TASK DETAILS -
Write out the listing below exactly, and omit any images you find in it.

RECORDS FOR THE TASK -
##############################

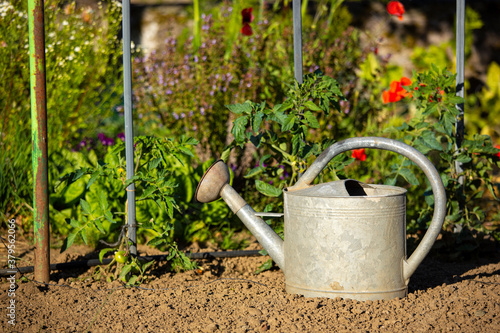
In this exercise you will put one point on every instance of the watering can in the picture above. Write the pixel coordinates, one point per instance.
(344, 238)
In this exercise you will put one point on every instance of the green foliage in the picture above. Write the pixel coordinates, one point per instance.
(82, 77)
(431, 129)
(485, 105)
(155, 190)
(283, 133)
(234, 68)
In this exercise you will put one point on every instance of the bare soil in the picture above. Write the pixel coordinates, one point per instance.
(227, 296)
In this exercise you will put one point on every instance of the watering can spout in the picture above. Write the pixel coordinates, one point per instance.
(215, 184)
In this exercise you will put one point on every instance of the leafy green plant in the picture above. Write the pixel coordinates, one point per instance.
(430, 128)
(286, 133)
(82, 75)
(155, 190)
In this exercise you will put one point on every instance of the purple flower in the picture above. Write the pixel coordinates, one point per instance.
(105, 141)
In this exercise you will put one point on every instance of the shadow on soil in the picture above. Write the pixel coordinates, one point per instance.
(446, 265)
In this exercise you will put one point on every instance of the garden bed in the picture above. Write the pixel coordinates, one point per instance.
(228, 297)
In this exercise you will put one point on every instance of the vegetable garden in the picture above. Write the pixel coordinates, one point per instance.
(225, 89)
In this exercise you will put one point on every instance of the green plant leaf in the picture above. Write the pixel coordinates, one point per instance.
(255, 171)
(240, 108)
(86, 207)
(257, 120)
(148, 191)
(68, 241)
(312, 121)
(267, 189)
(83, 234)
(409, 176)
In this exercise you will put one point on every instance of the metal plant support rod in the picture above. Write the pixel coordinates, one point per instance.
(460, 55)
(297, 41)
(129, 133)
(39, 139)
(97, 262)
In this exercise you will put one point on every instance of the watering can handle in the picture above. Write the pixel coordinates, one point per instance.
(415, 156)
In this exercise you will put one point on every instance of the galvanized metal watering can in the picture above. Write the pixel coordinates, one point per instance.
(342, 239)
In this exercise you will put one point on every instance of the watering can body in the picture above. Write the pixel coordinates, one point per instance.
(342, 239)
(349, 245)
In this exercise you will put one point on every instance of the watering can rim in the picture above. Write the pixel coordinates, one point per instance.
(298, 191)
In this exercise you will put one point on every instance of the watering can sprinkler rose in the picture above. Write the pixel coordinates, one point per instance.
(344, 238)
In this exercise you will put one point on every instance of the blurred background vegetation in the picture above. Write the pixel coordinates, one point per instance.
(183, 82)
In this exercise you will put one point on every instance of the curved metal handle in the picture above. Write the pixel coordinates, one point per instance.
(415, 156)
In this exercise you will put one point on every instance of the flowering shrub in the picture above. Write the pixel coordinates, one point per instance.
(168, 98)
(82, 76)
(396, 91)
(431, 131)
(359, 154)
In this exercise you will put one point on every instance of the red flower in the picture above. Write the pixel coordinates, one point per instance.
(246, 30)
(396, 91)
(396, 8)
(246, 15)
(359, 154)
(246, 19)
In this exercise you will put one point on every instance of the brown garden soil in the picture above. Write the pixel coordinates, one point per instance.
(444, 295)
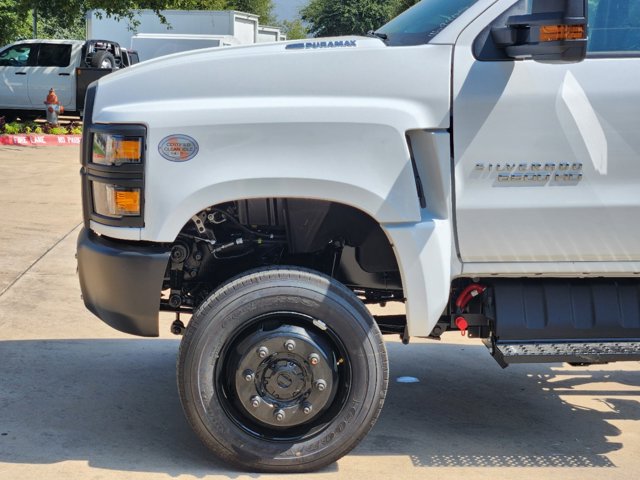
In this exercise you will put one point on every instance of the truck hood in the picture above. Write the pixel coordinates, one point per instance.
(308, 72)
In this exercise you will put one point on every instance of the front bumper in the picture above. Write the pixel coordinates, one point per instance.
(121, 282)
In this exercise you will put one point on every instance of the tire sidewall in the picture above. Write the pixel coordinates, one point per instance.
(348, 320)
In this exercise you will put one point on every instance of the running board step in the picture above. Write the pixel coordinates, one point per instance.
(570, 352)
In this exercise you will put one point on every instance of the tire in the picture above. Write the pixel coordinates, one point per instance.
(254, 398)
(103, 59)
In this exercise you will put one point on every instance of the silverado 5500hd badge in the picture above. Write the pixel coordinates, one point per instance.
(529, 174)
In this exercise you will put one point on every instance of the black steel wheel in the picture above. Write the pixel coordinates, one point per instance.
(282, 370)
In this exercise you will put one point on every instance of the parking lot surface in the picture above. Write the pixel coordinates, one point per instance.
(79, 400)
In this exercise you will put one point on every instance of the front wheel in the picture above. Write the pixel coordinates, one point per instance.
(282, 370)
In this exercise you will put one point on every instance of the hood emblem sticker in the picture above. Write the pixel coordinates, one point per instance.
(178, 148)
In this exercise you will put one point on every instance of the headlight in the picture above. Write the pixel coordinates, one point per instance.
(116, 150)
(113, 162)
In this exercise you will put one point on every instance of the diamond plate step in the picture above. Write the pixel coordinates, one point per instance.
(572, 352)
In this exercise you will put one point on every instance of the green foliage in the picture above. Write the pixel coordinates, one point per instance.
(12, 128)
(350, 17)
(402, 5)
(58, 131)
(15, 128)
(294, 29)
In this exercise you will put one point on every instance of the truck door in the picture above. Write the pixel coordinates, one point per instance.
(55, 69)
(14, 68)
(547, 156)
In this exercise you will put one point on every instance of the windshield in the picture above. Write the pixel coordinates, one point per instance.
(423, 21)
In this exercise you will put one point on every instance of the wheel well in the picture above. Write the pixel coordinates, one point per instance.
(225, 240)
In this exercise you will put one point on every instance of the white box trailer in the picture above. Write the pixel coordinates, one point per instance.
(153, 45)
(242, 26)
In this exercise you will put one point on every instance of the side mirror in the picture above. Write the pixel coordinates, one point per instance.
(554, 31)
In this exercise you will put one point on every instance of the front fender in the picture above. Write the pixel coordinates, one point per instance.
(366, 166)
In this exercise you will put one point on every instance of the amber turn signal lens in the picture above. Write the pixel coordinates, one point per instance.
(127, 202)
(554, 33)
(114, 150)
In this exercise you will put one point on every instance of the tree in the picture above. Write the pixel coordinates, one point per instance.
(347, 17)
(294, 29)
(14, 23)
(263, 8)
(402, 5)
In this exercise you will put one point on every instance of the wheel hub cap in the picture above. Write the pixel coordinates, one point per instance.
(290, 385)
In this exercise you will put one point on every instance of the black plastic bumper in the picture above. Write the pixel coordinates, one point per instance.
(121, 282)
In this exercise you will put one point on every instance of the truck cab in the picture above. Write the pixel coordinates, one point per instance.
(474, 160)
(30, 68)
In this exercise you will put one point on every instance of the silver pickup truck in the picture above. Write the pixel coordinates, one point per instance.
(30, 68)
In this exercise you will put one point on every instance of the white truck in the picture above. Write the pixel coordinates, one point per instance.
(30, 68)
(475, 159)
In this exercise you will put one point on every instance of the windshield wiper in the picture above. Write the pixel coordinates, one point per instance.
(380, 35)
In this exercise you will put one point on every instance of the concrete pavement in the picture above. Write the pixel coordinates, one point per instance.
(79, 400)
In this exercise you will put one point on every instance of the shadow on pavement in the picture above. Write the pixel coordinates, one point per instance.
(114, 404)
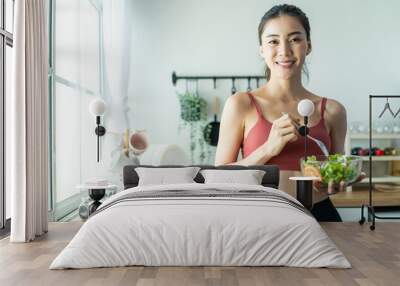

##############################

ANSWER TO THE PROBLEM -
In this exercise you will put one point on every instance of the watering can in the picture above. Write the pixel coordinates, one point per instance.
(344, 238)
In this exercise you will put one point on every instance of the green foliage in the picture above. Write the pixel coordinates, one point per instance.
(82, 77)
(431, 129)
(485, 105)
(155, 190)
(283, 133)
(234, 68)
In this exercise you will put one point on every instance of the bare soil in the picture above. Write the pixel coordinates, one point per instance.
(227, 296)
In this exercise you will put one point on every instance of the watering can spout in the picture above. Write the pixel coordinates, one point per instance.
(215, 184)
In this exercise you will put one point on every instance of the leafy green plant in the picture above. Write the pixel coordinates, one point per instance.
(430, 128)
(286, 133)
(82, 75)
(155, 190)
In this exercise you will put one point on every instance of the purple flower in the picture above. Write the pixel coordinates, one point per instance.
(105, 141)
In this exercise you will put one point on every instance of the shadow on soil in the picture above. Write the pixel coordinates, one point per instance.
(446, 265)
In this exercise you will put one point on every instance of the garden bed in the picture above. Write the pixel coordinates, one point per instance.
(228, 297)
In this exercise you will put one point on every instance of the vegetable garden in the picture above. Write the pixel coordinates, one point per instance.
(225, 89)
In this exercise you will put one point on every instance of the green plant leaf in the picture above. Write the pixel coordinates, one point per instance.
(255, 171)
(240, 108)
(86, 207)
(257, 120)
(148, 191)
(68, 241)
(312, 121)
(267, 189)
(83, 234)
(409, 176)
In this exercise you will put one point on every instance of the metal plant support rod in the picture above. Write the pixel coordinates, one point per instance.
(460, 55)
(297, 41)
(129, 133)
(39, 139)
(97, 262)
In this exercise you will put one point on every instance of the watering can handle in the picture above. Write the pixel coordinates, one point per instance.
(415, 156)
In this exercise you will put one point on every instance of the galvanized metal watering can in the picture above. Write the pixel coordinates, one point per instance.
(342, 239)
In this exercise you will put one point on every instance of the watering can body in the picture above. Write the pixel coordinates, one point per instance.
(342, 239)
(349, 245)
In this exercise you will put one point on every instance of the watering can rim in the picture above. Write the pixel coordinates, one point per instance.
(298, 191)
In this exercise you will put one point on every instance of the watering can sprinkler rose in the picture above. Write the pixel coordinates, one point per instance.
(344, 238)
In this exercise you will put one point on every instance of the blurred background vegetation in the picture above. Write the pixel coordinates, one point per instance.
(183, 82)
In this exercise you will put one point on every instance of the curved metal handle in the picture above. Write the pixel coordinates, one point per instance.
(415, 156)
In this exercise you will put one point on every instance of the flowering shrub in the picture above. Write the pixel coordinates, one point per instance.
(168, 98)
(82, 76)
(396, 91)
(431, 131)
(359, 154)
In this exercise you will put one point on every instance of the red flower in the picture above. Write the pixel coordinates, one point per instance.
(246, 30)
(396, 91)
(396, 8)
(246, 15)
(359, 154)
(246, 19)
In this exercise you will put one point on every instance of the brown garden soil in the picture above. Write the pixel coordinates, one point per instance.
(444, 295)
In this exercise you will put one point on every instance of the truck hood in the picture above. Write the pixel coordinates, one point per instance.
(308, 72)
In this exercise you will put one point on every instance of the front bumper in the picture above. Write the pixel coordinates, one point per instance.
(121, 282)
In this exercise you will put one point on every instance of the tire sidewall in the picture above. Write the pixel coordinates, one point per instance.
(348, 320)
In this exercise you will put one point on every instance of the running board step in the picture above. Write the pixel coordinates, one point per instance.
(570, 352)
In this exercise you will put one point on every instance of the tire in the picture above. Write the pixel coordinates, one point per instance.
(254, 398)
(103, 59)
In this exercise you will put one point on every instance of the silverado 5500hd badge in the picture above. Write the pixel coordinates, one point per instance.
(529, 174)
In this exercise you will put one point on every instance of the black steel wheel in the picture above. Write the pixel coordinates, one point per instance.
(282, 370)
In this exercise you will put one point on every instance of the parking lot surface in the picture above. Write the pixel coordinates, one point per instance.
(79, 400)
In this exercise you will put one point on every instance of the front wheel in the picture above. Write the pixel coordinates, one point per instance.
(282, 370)
In this exercise you will put one point on every instance of the hood emblem sticker in the picture above. Write the pixel coordinates, one point per instance.
(178, 148)
In this exercise you will put one point on every instance of the headlight in the picture above. Write the pixel coordinates, one point per instance.
(116, 150)
(113, 162)
In this exercise you will put one point on every instance of the diamond plate step in the picture above. Write the pixel coordinates, one point per instance.
(572, 352)
In this exercise you will put one point on every instance of the green foliage in the picture above. Write the pixel coordinates, one point per instance.
(12, 128)
(350, 17)
(402, 5)
(58, 131)
(15, 128)
(294, 29)
In this exercise you will put one point on every instance of the truck door in the picture above. Write the pixel coordinates, one point per instance.
(55, 69)
(14, 68)
(547, 156)
In this exercise you will put one point on every instance of the windshield in the picture above. Write the pixel coordinates, one point per instance.
(423, 21)
In this exercise you will put one point on every instance of the wheel well in the picture above. Write the pixel coordinates, one point per instance.
(225, 240)
In this exercise you will put one point on every instance of the white box trailer in the picture above. Write the pixel coordinates, one point per instance.
(153, 45)
(242, 26)
In this exercise you will put one point on every instance of the side mirror in the picture above. Write the pixel coordinates, one point per instance.
(554, 31)
In this exercise you will put one point on every instance of the front fender in the picture above. Write the pixel coordinates, one point per instance.
(366, 166)
In this exercise you will put one point on every instance of the amber turn signal lens in the picture above. Write the pixel coordinates, one point per instance.
(127, 202)
(554, 33)
(114, 150)
In this exercise you will put one point on every instance of the tree in the picture above. Write the pixel coordinates, one point per instance.
(347, 17)
(294, 29)
(14, 23)
(263, 8)
(402, 5)
In this exercise you will put one point on every instance of the wheel hub cap in the picture above. Write the pixel coordinates, one point per instance.
(290, 385)
In this exercise you will put one point on every instance of the black plastic bumper in the picture above. Write the pixel coordinates, one point per instance.
(121, 282)
In this exercise you will put one point on every instance of the truck cab in the picture above. Write the pixel coordinates, one point per instance.
(474, 160)
(30, 68)
In this exercise you will put one point on every instance of the silver pickup truck in the picture above. Write the pixel coordinates, one point per instance.
(30, 68)
In this exercise you will put one point on every instance of the white truck in the picture above. Write the pixel coordinates, one point per instance.
(30, 68)
(475, 159)
In this exercise you will put one point on every instance of the windshield wiper in the picture above. Write the pixel coordinates, one point per instance.
(380, 35)
In this exercise you will put one point on every instance of the concrete pavement in the picture above. Write the pixel coordinates, one point per instance.
(79, 400)
In this exercise you will put one point on every instance of the shadow on pavement in the picture above. Write the pixel coordinates, one point per instance.
(114, 404)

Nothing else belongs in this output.